begin Reading text

Let, const, and var are WEIRD in JavaScript - kvizdos
https://blog.kentonvizdos.com/let-vs-const-vs-var-when-to-use-which/
======
zo-mar
I like the article overall. It’s definitely important to understand the
differences between all three variable declarations. However, I think the
article falls short when explaining how scope differs between var vs let and
const.

It’s not that let and const are “locally scoped”, but rather they are block
scoped. Whereas, var is globally or function scoped. This is a very important
distinction, and makes JavaScript way more consistent to work with.

Some contrived examples…

In this example, x is globally scoped. Once the loop finishes, it persists.
This means it can be accessed and even worst, modified outside of the for
loop.

    
    
      var someArray = [1, 2]
      for(var x = 0; x <= someArray.length; x++) {
        // do some work
      }
    
      console.log(x) // outputs: 3
      x++
      console.log(x) // outputs: 4
    

\---

In this example, x is scoped to the for loop block. Once the loop finishes,
it’s destroyed. This results in x not being defined when you access it outside
the for loop.

    
    
      var someArray = [1, 2]
      for(let x = 0; x <= someArray.length; x++) {
        // do some work
      }
    
      console.log(x) // output: x is not defined
    

\---

Cheers!

end Reading text
begin Material shown

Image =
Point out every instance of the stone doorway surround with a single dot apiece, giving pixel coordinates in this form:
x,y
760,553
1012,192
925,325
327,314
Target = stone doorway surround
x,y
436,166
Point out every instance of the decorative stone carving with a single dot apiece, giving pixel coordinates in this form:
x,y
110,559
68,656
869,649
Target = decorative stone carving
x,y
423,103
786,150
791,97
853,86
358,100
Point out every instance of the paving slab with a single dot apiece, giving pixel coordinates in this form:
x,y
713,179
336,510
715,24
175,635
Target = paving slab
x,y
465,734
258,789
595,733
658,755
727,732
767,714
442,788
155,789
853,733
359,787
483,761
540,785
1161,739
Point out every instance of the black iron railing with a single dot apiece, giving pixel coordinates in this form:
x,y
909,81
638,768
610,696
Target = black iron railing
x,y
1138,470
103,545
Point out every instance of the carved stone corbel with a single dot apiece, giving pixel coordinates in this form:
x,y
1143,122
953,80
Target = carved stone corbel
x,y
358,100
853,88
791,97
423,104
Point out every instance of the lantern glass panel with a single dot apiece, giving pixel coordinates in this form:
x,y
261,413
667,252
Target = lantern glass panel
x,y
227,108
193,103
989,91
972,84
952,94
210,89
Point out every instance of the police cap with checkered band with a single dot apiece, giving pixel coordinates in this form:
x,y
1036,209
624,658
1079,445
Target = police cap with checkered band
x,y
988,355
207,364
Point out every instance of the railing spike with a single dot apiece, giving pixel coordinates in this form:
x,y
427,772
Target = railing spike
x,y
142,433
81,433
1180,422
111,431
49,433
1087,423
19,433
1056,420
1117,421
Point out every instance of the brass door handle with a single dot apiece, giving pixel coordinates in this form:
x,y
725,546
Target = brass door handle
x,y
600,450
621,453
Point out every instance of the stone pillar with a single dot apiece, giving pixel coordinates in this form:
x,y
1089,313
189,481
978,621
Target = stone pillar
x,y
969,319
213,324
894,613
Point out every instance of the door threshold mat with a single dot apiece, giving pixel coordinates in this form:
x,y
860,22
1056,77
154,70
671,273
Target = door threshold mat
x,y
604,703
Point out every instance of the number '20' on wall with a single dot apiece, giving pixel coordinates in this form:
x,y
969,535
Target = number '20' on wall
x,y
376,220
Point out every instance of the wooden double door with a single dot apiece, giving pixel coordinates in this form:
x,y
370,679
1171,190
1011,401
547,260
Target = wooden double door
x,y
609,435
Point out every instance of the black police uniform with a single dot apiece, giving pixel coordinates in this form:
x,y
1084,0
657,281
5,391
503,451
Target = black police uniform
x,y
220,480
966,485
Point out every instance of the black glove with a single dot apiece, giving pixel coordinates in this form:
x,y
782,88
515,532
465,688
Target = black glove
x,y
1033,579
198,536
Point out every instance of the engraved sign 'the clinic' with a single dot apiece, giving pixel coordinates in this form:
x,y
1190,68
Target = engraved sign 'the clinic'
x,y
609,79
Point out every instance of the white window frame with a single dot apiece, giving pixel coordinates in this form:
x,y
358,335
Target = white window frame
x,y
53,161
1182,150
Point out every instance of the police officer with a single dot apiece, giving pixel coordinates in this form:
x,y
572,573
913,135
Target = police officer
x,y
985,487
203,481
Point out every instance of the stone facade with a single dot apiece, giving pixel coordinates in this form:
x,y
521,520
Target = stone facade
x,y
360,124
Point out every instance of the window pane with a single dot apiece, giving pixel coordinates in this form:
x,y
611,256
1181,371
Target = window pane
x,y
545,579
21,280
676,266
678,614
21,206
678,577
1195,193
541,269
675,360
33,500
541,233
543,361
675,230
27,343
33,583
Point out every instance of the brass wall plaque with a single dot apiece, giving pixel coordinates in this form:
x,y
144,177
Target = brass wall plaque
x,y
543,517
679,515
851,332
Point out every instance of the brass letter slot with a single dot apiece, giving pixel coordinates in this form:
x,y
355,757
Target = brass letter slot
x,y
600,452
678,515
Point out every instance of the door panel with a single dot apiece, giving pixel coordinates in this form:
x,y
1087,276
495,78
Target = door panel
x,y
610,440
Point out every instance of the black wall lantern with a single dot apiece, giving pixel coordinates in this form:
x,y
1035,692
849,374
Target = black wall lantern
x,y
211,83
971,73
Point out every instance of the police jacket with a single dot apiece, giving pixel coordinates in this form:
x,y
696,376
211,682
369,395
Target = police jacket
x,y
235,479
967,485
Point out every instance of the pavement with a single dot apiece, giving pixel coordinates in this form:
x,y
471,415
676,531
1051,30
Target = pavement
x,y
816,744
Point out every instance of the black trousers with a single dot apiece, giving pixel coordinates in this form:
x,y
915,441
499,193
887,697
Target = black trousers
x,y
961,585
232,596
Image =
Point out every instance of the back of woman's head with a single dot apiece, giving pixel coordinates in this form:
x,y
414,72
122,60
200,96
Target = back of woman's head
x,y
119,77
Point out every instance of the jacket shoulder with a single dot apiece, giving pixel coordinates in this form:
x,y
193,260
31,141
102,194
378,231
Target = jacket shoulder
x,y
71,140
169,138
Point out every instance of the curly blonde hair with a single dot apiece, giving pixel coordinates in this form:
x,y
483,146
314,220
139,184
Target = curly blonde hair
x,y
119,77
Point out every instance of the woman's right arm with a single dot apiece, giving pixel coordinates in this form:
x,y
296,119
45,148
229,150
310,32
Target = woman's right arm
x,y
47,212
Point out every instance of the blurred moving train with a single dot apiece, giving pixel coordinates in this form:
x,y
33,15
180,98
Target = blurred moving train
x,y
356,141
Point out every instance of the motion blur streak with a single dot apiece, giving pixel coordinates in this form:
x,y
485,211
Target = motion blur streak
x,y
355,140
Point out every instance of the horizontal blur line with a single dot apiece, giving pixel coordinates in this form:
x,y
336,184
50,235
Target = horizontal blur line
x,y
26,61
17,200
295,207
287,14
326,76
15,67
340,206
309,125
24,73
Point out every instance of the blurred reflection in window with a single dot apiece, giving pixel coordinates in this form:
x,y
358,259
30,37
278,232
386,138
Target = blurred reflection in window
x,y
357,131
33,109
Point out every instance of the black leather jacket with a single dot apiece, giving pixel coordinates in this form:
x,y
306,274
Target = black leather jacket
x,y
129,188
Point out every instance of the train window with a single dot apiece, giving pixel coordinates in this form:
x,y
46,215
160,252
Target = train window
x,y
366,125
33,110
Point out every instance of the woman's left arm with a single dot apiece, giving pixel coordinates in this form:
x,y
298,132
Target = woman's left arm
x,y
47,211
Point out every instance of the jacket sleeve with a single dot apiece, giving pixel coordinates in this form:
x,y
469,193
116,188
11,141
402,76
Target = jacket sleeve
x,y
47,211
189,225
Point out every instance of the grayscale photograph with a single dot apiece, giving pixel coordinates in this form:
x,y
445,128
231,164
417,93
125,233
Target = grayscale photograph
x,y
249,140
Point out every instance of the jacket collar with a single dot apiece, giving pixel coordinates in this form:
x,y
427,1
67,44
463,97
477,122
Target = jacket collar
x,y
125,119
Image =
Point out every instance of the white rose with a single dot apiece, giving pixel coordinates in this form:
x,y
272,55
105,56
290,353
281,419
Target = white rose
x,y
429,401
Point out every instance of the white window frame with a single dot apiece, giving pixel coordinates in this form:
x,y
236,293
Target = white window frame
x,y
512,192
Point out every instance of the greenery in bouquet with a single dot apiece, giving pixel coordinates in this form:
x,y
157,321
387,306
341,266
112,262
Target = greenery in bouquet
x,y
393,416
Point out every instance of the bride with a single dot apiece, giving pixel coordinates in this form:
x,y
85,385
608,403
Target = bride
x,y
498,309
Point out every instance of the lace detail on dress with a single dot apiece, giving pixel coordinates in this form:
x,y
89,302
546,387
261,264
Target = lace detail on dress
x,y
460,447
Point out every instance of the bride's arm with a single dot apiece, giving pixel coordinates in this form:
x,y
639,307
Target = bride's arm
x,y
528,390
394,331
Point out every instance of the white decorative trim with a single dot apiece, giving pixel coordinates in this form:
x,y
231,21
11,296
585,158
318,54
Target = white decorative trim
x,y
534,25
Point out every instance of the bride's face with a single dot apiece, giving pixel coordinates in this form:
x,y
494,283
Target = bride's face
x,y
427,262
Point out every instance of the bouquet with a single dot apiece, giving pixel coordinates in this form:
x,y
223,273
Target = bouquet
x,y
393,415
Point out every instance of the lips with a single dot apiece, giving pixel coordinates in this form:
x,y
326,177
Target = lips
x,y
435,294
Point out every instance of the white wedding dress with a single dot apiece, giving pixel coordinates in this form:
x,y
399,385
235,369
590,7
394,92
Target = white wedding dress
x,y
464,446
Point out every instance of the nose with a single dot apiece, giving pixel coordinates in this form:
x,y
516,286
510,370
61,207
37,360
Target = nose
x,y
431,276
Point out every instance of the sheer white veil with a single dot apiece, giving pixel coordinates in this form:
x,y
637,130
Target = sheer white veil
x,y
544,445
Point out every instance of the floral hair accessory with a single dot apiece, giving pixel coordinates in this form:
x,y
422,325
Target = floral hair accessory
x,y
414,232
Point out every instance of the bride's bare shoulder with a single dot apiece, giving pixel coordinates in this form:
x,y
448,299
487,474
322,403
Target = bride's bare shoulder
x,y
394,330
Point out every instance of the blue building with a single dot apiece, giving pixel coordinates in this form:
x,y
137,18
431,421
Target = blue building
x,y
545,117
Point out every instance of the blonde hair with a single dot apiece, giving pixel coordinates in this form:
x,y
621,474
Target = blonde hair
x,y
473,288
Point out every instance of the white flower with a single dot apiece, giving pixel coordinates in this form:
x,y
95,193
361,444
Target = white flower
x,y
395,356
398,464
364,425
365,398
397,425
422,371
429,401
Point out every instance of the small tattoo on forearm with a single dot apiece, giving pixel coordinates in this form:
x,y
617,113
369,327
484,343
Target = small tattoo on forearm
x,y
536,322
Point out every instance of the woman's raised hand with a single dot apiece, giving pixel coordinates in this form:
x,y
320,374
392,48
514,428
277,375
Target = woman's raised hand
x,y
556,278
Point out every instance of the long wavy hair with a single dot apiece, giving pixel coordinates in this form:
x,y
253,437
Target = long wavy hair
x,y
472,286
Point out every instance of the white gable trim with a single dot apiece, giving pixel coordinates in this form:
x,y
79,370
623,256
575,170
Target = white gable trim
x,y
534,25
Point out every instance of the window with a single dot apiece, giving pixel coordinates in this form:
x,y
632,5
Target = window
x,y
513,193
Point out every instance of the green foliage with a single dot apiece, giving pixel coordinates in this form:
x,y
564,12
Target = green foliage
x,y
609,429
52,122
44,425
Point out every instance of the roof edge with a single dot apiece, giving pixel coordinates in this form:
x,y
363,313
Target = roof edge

end Material shown

| Direction |
Rewrite the forum comment about let, const, and var from "Let, const, and" to "to work with.", replacing "article" with "post".

| Task output |
Let, const, and var are WEIRD in JavaScript - kvizdos
https://blog.kentonvizdos.com/let-vs-const-vs-var-when-to-use-which/
======
zo-mar
I like the post overall. It’s definitely important to understand the
differences between all three variable declarations. However, I think the
post falls short when explaining how scope differs between var vs let and
const.

It’s not that let and const are “locally scoped”, but rather they are block
scoped. Whereas, var is globally or function scoped. This is a very important
distinction, and makes JavaScript way more consistent to work with.